*** Data for analysis Section Begins ***

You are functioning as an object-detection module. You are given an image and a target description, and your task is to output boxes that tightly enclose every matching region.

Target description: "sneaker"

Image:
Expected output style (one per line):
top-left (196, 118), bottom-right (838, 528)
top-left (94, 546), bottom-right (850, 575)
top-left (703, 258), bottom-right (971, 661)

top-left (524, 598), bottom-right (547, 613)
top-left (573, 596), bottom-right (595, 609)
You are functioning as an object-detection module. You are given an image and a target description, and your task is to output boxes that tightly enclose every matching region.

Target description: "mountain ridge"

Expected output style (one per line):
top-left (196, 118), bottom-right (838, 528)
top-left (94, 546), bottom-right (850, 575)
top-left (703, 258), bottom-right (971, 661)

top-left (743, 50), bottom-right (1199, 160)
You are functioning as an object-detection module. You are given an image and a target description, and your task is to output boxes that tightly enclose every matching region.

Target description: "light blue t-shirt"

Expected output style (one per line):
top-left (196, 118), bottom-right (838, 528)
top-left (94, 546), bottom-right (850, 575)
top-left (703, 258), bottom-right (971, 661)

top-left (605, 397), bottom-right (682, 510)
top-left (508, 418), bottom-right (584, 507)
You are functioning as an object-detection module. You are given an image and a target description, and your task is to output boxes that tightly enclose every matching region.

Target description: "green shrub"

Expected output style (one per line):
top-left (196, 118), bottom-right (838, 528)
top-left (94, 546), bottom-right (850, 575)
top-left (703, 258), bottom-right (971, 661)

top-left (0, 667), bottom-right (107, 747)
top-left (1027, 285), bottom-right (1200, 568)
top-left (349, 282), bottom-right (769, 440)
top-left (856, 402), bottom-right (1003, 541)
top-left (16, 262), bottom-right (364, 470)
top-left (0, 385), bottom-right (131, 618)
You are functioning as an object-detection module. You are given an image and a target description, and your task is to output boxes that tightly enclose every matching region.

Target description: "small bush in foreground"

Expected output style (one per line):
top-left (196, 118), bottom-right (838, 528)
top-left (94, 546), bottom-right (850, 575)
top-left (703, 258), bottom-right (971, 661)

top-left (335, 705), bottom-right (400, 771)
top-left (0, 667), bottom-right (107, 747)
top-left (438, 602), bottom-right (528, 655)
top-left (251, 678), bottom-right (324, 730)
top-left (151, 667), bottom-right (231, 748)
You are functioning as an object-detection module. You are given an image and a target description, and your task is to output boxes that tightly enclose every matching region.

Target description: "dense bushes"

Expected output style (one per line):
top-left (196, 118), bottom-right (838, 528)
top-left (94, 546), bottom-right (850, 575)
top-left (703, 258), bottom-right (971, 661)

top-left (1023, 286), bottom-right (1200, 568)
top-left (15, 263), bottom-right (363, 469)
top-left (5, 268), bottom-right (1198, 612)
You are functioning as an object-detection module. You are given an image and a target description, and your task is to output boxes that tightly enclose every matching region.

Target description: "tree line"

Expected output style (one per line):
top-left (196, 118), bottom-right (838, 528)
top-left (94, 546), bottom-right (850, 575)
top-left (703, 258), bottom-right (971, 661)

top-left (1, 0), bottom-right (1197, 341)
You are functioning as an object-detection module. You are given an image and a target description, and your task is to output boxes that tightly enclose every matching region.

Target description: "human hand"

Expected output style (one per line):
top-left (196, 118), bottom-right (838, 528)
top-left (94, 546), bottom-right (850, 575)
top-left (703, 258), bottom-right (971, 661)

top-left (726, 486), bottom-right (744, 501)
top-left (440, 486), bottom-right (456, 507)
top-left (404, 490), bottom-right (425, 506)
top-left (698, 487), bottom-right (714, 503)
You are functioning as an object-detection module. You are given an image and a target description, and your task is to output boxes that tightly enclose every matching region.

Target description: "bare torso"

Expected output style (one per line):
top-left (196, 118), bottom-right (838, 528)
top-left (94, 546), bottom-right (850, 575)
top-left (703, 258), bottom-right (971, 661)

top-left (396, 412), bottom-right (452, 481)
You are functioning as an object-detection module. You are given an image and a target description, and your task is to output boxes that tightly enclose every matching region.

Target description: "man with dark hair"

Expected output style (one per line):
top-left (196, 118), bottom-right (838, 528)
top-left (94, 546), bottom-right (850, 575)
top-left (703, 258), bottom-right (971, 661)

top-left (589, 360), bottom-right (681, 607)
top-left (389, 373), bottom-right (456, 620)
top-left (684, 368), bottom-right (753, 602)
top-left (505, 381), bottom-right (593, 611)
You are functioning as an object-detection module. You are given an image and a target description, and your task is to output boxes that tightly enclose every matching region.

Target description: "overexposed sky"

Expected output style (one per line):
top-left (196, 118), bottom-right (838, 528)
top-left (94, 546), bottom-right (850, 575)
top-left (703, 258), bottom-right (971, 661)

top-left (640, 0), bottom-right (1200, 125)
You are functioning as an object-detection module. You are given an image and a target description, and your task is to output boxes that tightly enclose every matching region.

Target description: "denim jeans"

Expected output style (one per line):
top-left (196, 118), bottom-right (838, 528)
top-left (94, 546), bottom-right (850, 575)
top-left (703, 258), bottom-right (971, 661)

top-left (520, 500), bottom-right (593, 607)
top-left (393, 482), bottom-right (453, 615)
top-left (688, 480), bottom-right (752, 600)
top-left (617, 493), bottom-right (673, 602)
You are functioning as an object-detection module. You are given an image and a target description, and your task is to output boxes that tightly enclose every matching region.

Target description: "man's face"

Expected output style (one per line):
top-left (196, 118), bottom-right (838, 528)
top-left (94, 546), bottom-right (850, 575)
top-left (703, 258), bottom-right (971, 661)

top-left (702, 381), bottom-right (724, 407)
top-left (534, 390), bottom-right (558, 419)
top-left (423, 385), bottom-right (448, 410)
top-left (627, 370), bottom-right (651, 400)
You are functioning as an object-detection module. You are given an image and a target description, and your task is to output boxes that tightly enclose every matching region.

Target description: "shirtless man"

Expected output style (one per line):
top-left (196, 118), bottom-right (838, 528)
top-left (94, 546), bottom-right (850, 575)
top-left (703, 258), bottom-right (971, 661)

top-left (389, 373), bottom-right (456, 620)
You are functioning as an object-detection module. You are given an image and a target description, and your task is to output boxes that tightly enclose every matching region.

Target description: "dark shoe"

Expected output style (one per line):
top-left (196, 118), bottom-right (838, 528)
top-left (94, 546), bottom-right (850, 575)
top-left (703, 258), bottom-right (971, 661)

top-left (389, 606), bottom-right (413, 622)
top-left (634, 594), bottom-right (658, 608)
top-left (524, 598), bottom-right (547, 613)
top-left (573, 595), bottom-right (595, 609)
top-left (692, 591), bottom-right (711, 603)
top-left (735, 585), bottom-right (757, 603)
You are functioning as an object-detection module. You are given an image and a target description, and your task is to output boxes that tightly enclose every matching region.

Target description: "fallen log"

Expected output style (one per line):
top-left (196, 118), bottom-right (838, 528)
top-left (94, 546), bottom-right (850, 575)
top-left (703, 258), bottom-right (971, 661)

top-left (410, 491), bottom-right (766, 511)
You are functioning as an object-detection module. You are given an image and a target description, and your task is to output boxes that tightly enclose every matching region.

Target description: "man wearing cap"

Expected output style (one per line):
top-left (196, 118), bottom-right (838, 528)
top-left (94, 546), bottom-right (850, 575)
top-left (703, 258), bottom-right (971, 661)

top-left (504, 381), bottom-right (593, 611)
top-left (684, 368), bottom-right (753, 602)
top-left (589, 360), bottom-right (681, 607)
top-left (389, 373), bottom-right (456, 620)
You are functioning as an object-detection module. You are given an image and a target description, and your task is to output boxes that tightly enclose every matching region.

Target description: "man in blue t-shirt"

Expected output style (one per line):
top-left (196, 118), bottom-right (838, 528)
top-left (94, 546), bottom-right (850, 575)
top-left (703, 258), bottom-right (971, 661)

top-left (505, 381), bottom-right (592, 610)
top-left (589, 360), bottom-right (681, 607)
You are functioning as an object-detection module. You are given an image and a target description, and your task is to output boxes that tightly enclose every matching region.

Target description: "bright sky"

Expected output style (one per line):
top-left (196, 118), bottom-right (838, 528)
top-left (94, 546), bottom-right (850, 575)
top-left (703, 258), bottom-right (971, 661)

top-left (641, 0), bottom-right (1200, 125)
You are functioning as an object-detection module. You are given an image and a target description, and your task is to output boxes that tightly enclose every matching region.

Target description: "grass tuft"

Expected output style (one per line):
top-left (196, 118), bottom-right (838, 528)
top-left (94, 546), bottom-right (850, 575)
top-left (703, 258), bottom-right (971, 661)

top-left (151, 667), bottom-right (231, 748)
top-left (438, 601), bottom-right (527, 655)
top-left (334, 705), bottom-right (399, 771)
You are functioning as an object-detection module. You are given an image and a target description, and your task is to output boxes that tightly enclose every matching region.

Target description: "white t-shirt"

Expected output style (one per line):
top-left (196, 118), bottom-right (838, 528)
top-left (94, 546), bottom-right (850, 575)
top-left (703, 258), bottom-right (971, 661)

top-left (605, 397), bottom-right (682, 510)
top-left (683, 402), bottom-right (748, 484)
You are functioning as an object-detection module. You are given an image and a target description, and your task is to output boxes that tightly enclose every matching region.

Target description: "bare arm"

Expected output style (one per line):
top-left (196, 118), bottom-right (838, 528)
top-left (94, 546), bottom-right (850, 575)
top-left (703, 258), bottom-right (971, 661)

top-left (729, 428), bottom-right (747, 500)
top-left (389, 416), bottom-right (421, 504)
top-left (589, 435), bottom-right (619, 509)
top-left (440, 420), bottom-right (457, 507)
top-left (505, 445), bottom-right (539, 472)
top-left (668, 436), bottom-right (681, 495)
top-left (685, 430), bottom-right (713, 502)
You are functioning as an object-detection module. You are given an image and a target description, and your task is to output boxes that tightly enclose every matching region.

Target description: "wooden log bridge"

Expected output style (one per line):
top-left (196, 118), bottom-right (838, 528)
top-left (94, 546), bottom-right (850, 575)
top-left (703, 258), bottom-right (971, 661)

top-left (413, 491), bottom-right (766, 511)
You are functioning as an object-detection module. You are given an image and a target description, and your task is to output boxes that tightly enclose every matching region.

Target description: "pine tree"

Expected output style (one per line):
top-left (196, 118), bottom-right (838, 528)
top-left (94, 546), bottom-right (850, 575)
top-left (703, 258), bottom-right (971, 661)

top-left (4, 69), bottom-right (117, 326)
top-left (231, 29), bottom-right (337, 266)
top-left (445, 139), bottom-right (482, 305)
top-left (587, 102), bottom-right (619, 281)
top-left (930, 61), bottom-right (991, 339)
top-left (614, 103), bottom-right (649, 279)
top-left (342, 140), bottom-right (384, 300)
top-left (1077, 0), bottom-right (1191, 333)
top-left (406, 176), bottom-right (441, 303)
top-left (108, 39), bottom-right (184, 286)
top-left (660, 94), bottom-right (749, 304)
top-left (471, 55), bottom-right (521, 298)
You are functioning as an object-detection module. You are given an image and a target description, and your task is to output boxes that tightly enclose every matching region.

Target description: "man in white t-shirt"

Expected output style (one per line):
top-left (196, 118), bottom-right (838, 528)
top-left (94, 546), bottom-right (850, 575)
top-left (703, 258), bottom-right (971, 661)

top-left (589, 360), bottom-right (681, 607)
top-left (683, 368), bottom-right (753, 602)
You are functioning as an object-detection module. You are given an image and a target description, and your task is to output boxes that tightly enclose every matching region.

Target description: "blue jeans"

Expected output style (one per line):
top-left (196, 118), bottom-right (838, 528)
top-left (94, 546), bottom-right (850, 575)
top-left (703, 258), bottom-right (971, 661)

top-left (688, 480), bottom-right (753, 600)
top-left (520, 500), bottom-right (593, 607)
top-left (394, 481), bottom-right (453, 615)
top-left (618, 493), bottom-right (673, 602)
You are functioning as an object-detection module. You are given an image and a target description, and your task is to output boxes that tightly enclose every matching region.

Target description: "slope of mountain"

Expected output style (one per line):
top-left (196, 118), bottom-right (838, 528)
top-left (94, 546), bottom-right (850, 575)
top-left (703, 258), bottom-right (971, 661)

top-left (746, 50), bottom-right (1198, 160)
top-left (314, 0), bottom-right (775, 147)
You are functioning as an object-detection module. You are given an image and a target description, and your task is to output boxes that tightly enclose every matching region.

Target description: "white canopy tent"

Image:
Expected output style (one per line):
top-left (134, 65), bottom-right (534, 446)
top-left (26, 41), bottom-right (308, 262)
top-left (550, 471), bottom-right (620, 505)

*** Data for analysis Section Ends ***

Only a number is wanted: how many lines of the material above hold "dark"?

2